───── DATA FOR THE TASK ─────

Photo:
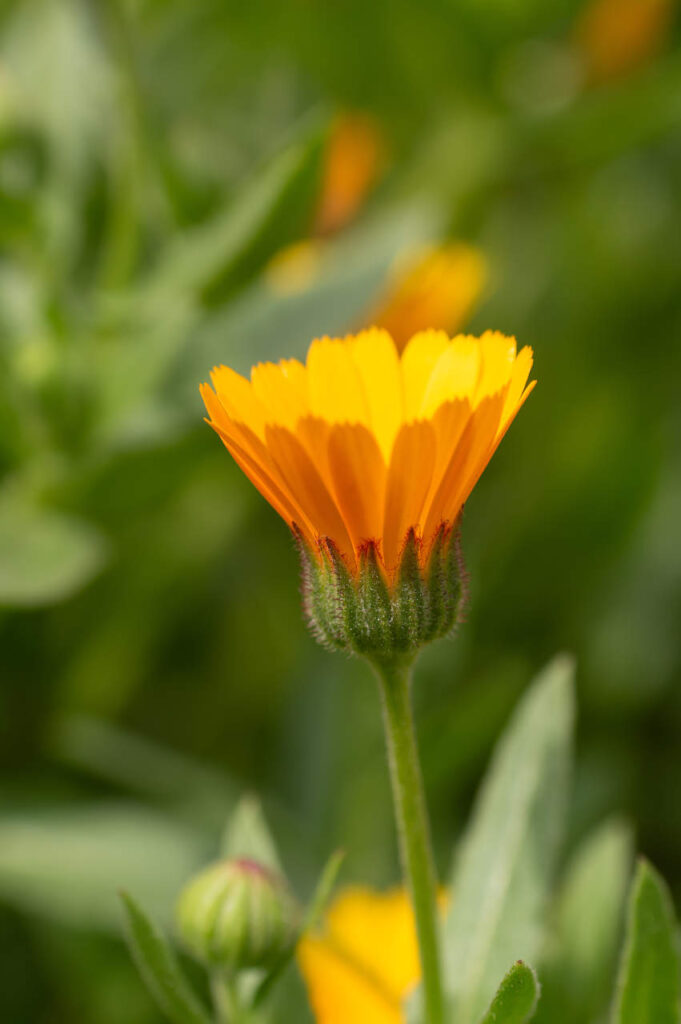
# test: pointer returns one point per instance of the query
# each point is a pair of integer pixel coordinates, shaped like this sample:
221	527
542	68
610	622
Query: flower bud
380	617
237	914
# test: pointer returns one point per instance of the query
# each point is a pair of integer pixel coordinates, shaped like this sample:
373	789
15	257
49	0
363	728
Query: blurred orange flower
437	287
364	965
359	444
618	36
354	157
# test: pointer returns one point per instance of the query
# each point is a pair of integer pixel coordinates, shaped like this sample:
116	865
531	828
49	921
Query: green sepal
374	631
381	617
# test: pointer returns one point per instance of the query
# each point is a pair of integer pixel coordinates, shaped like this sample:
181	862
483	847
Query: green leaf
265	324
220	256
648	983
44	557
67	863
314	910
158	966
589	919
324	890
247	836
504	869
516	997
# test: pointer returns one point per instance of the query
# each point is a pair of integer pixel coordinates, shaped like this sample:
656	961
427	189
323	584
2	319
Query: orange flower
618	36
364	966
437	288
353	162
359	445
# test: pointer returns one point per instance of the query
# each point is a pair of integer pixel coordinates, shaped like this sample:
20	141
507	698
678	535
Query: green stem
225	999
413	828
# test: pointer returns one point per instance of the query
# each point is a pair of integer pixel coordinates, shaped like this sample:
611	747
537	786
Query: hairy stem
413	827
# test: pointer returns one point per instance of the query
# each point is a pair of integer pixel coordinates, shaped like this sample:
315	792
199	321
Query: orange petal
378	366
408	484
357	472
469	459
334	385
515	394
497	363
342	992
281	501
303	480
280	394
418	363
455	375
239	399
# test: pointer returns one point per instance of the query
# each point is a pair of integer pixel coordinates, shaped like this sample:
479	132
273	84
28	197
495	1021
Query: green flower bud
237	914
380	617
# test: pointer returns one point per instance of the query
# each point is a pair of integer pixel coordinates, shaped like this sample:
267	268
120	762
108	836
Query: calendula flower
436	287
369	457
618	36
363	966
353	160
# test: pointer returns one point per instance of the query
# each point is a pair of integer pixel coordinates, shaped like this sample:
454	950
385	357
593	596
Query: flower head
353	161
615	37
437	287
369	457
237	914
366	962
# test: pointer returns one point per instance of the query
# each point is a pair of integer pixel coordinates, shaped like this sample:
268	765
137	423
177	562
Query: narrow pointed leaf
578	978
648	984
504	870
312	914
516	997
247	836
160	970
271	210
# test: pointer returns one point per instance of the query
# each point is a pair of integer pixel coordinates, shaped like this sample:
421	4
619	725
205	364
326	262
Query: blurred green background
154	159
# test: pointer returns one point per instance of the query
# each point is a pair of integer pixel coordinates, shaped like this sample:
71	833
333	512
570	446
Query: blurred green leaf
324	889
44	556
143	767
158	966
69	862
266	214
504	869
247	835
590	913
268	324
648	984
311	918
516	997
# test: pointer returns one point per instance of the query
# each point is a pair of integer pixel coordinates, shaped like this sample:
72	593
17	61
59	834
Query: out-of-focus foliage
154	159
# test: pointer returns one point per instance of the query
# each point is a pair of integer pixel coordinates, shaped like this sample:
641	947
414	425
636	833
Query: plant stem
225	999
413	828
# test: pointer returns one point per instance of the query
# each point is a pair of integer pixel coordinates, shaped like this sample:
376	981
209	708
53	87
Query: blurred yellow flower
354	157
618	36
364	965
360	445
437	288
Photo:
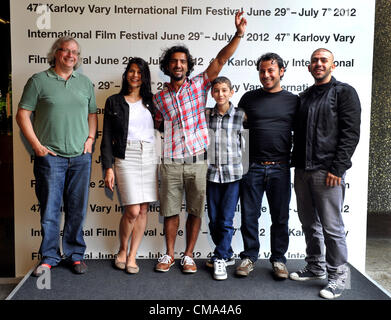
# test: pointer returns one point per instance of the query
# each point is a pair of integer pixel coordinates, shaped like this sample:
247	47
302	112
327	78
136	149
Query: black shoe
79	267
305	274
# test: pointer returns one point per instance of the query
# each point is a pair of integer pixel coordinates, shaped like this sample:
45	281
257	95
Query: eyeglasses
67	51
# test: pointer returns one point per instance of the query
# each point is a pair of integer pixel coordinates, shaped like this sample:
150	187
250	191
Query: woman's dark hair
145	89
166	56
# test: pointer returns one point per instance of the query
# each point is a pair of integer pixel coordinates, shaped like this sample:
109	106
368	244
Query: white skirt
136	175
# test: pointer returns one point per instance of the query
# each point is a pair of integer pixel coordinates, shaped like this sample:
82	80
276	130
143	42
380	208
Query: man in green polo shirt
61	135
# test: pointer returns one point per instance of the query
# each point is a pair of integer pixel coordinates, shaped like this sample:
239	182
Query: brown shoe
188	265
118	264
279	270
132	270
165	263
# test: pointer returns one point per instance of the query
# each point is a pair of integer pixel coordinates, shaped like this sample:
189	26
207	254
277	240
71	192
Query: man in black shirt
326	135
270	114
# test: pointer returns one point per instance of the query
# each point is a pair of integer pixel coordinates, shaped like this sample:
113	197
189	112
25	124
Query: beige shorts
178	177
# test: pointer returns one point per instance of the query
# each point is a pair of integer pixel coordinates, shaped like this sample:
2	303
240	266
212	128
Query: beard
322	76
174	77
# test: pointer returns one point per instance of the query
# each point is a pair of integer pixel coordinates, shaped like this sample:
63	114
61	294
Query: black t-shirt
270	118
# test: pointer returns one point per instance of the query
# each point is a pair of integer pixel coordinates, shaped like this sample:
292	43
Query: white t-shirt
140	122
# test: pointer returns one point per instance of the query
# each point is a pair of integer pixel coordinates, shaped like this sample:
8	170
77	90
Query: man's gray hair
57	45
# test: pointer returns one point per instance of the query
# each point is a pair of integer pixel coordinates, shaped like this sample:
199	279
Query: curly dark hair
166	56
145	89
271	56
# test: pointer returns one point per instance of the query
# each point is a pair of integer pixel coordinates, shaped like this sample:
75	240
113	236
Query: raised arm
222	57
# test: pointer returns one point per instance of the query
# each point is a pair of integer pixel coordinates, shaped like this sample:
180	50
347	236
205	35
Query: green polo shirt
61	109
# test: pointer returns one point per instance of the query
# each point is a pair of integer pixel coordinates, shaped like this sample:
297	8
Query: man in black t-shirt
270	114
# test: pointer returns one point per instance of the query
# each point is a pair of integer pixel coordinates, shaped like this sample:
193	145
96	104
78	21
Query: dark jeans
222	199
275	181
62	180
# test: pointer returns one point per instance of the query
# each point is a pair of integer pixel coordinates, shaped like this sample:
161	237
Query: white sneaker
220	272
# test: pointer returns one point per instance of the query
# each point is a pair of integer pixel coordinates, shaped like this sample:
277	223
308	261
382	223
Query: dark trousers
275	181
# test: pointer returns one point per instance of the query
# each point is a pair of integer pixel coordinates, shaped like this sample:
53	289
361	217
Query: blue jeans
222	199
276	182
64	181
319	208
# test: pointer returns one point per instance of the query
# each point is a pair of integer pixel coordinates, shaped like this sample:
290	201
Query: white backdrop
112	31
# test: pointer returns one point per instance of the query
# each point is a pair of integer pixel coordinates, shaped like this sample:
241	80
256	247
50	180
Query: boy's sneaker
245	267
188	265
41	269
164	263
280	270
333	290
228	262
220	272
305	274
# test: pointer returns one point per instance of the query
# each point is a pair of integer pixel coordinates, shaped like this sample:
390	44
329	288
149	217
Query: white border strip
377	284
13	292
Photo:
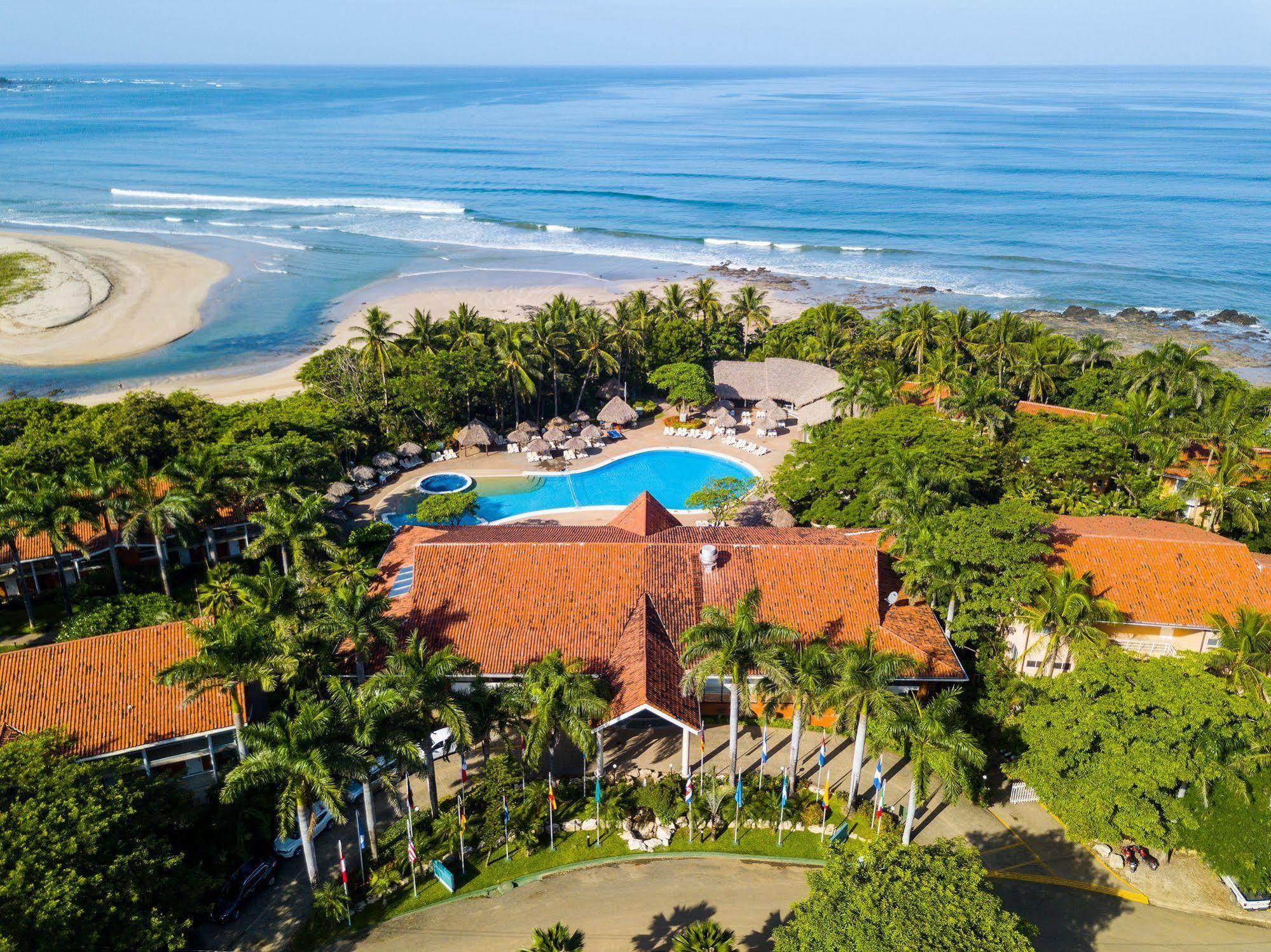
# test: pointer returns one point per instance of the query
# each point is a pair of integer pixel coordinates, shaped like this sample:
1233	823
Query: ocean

─────

Return every line of the listing above that contains the string "shirt", matching case exactly.

Query: man in green polo shirt
Query: man in black shirt
Query: black t-shirt
Query: white t-shirt
Query: green polo shirt
Query: man in black t-shirt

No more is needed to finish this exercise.